*** ИСХОДНЫЙ ТЕКСТ ***

Александр Блок — страница 33 из 58

Пяст предлагал откровенно назвать журнал «Символист», Блок рекомендовал более нейтральные имена — «Путник» или «Стрелец» и настаивал на том, чтобы ни Пяст, ни он сам не брали на себя руководящей, направляющей роли в журнале. В числе ближайших сотрудников должен был быть Вячеслав Иванов. Однако вскоре выяснилось решительное несогласие с ним.

Блок стал разочаровываться в издании. «Все эти дни я искал в «себе» журнала — и не нашел ни следа, — признавался он В. А. Пясту 23 января 1911 года. — Прочной связи нет».

В свою очередь, отказался от сотрудничества и Вячеслав Иванов, отказался с сожалением, чувствуя, что в Блоке существуем еще какая-то свежая, неиспользованная сила: «…Вы были как-то особенно гениальны, в Вас был большой ветер, — писал он в одном из черновиков письма Блоку, — а мы принесли свое в виде карточного домика».

Конечно, талантливый и лукавый Василий Шуйский символизма, как назвал Вячеслава Иванова один из современников, умел тонко и умно польстить, но тут, кажется, он говорил сущую правду о столкновении блоковского «ветра» с «карточными домиками» символистских схем.

И как перекликаются с этим воспоминания самого Блока: «Зима 1911 года была исполнена глубокого внутреннего мужественного напряжения и трепета. Я помню ночные разговоры, из которых впервые вырастало сознание нераздельности и неслиянности искусства, жизни и политики. Мысль, которую, по-видимому, будили сильные толчки извне, одновременно стучалась во все эти двери, не удовлетворяясь более слиянием всего воедино, что было легко и возможно в истинном мистическом сумраке годов, предшествовавших первой революции, а также — в неистинном мистическом похмелье, которое наступило вслед за нею».

Годом позже Блок пишет стихотворное послание «Вячеславу Иванову», ознаменовывая этим свое расставанье с тем, кто на время показался ему союзником:

Но миновалась ныне вьюга,

И горькой складкой те года

Легли на сердце мне. И друга

В тебе не вижу, как тогда.

Это не обличение. Напротив, используя портретную деталь — золотые волосы В. Иванова, Блок создает эффектный образ вождя литературного течения: «В кругу безумных, томнооких ты золотою встал главой». «Золотая глава» символистской церкви — таков Иванов у Блока. Он отдает должное своеобразию поэтического мира Вячеслава Великолепного:

Порой, как прежде, различаю

Песнь соловья в твоей глуши…

И много чар, и много песен,

И древних ликов красоты…

Эта характеристика поэзии В. Иванова подчеркнуто объективна и беспристрастна. Перед нами своего рода «соловьиный сад» будущей поэмы Блока, полный цветов и античных статуй, или царский поезд, торжественно движущийся среди сумятицы жизни, отделенный от нее, чуждый ей.

И вот финал стихотворения:

А я, печальный, нищий, жесткий,

В час утра встретивший зарю,

Теперь на пыльном перекрестке

На царский поезд твой смотрю.

Удивительный поэтический поединок, где нет ни сарказма, ни гнева, где печальный взгляд нищего, вроде бы даже не таящий укора, напоминает о чем-то таком, что может заставить померкнуть сияние «золотой главы» и «царского поезда»! Быть может, хотя об этом можно только догадываться, «печальный, нищий, жесткий» герой стихотворения сродни лермонтовскому пророку, который тоже «наг и беден».

*** ПРЕДОСТАВЛЕННЫЕ ЗАПИСИ ***

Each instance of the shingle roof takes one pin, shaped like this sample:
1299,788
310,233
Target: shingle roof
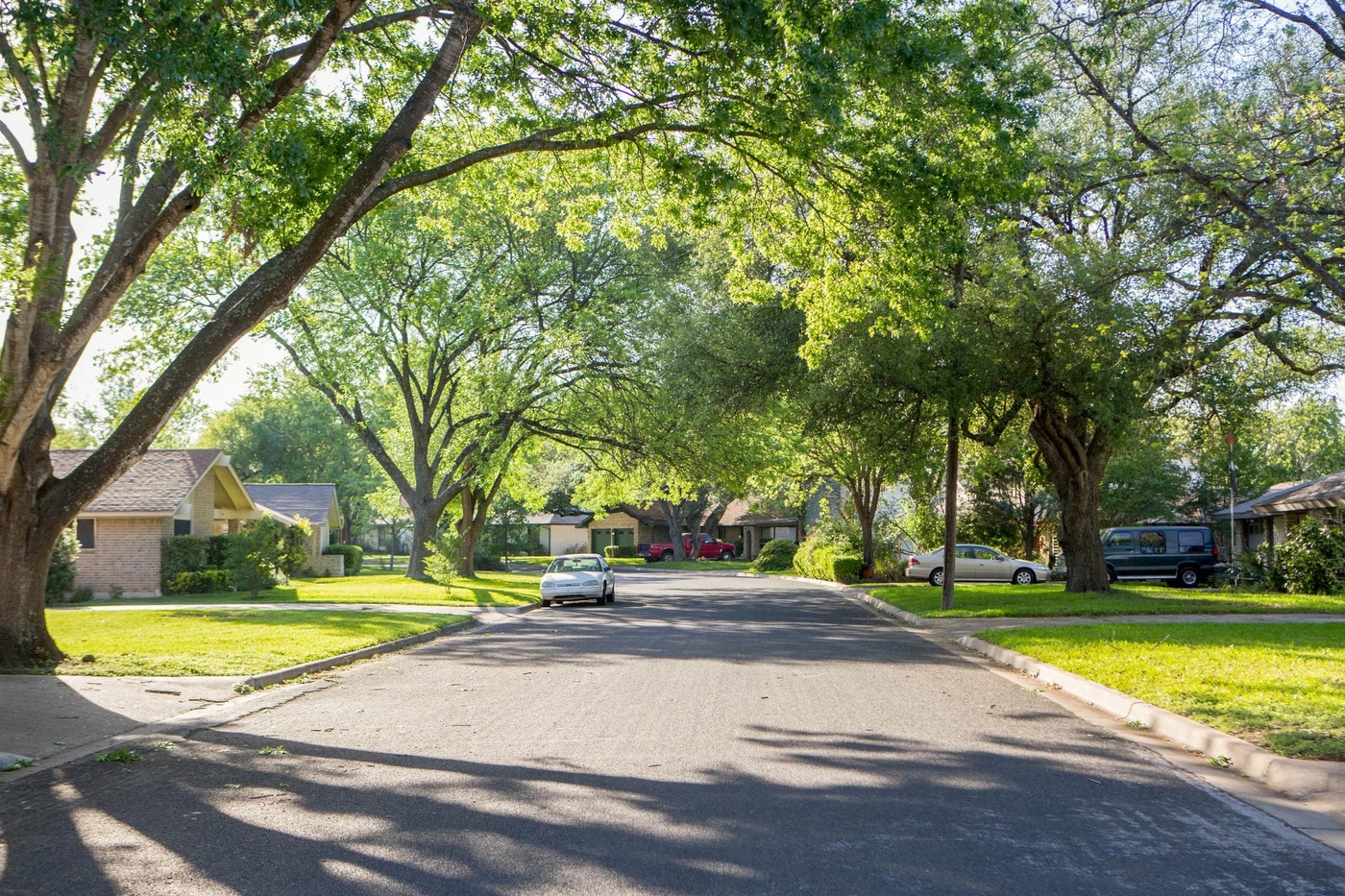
560,520
155,486
311,500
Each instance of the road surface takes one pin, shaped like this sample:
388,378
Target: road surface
706,734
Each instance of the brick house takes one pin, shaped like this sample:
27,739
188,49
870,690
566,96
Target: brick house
315,502
1268,519
175,493
167,493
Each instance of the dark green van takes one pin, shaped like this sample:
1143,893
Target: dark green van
1183,554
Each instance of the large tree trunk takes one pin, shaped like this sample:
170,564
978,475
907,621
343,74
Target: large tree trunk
1076,453
950,510
865,492
424,529
470,526
27,540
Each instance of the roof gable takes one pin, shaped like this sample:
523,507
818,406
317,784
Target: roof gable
158,483
313,502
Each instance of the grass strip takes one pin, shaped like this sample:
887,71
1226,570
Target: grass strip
1049,599
222,642
1281,685
372,587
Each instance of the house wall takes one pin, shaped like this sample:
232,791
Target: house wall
125,553
567,540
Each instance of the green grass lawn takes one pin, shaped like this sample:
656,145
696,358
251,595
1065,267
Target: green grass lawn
372,587
221,642
1281,685
1049,599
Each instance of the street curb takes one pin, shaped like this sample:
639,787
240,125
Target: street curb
1295,778
266,680
888,610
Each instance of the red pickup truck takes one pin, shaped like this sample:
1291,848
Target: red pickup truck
710,549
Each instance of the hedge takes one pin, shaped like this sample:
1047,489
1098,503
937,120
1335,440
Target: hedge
202,581
823,563
354,556
776,556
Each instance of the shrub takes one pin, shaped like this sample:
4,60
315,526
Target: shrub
441,559
179,554
776,556
817,560
61,573
256,553
354,556
1311,559
204,581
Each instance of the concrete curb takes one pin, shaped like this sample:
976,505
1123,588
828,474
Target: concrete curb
1295,778
888,610
266,680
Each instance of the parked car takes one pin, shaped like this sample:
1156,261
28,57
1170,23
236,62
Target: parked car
977,563
578,577
710,549
1181,554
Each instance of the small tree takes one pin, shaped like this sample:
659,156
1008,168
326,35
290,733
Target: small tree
256,554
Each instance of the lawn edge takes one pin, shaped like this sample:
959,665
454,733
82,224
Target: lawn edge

***

### УСЛОВИЯ ЗАДАНИЙ
a - Ответьте на вопросы по тексту о Блоке:
(i) Какие названия журнала рекомендовал Блок?
(ii) В какой день Блок признался Пясту, что не нашел в себе журнала?
(iii) Как один из современников назвал Вячеслава Иванова?
b - Перепишите строки записей вместе со строками указаний: начните со строки, где есть «Each instance of the house», и закончите последней строкой записей, включая обе границы. К каждому числу в координатах ответов прибавьте 89, а числа в образцах формата оставьте как есть.
Записи никак не связаны с текстом о Блоке.

### ОТВЕТЫ К ЗАДАНИЯМ
a -
(i) «Путник» или «Стрелец».
(ii) 23 января 1911 года.
(iii) Василием Шуйским символизма.

b -
Each instance of the house wall takes one pin, shaped like this sample:
232,791
Target: house wall
214,642
656,629
Each instance of the green grass lawn takes one pin, shaped like this sample:
656,145
696,358
251,595
1065,267
Target: green grass lawn
461,676
310,731
1370,774
1138,688
Each instance of the street curb takes one pin, shaped like this sample:
639,787
240,125
Target: street curb
1384,867
355,769
977,699
Each instance of the red pickup truck takes one pin, shaped like this sample:
1291,848
Target: red pickup truck
799,638
Each instance of the hedge takes one pin, shaped like this sample:
1047,489
1098,503
937,120
1335,440
Target: hedge
291,670
912,652
443,645
865,645
Each instance of the shrub takes one pin, shaped like this sample:
4,60
315,526
Target: shrub
530,648
268,643
865,645
906,649
150,662
345,642
443,645
1400,648
293,670
Each instance of the concrete curb takes one pin, shaped like this sample:
976,505
1123,588
828,474
Target: concrete curb
1384,867
977,699
355,769
Each instance of the parked car takes one pin, shaped like this sample:
1156,261
28,57
1170,23
236,62
Target: parked car
1066,652
667,666
799,638
1270,643
Each instance of the small tree takes one pin, shaped like this sample:
659,156
1008,168
326,35
290,733
Target: small tree
345,643
Each instance of the lawn edge takes one pin, shaped like this sample:
959,665
454,733
82,224
Target: lawn edge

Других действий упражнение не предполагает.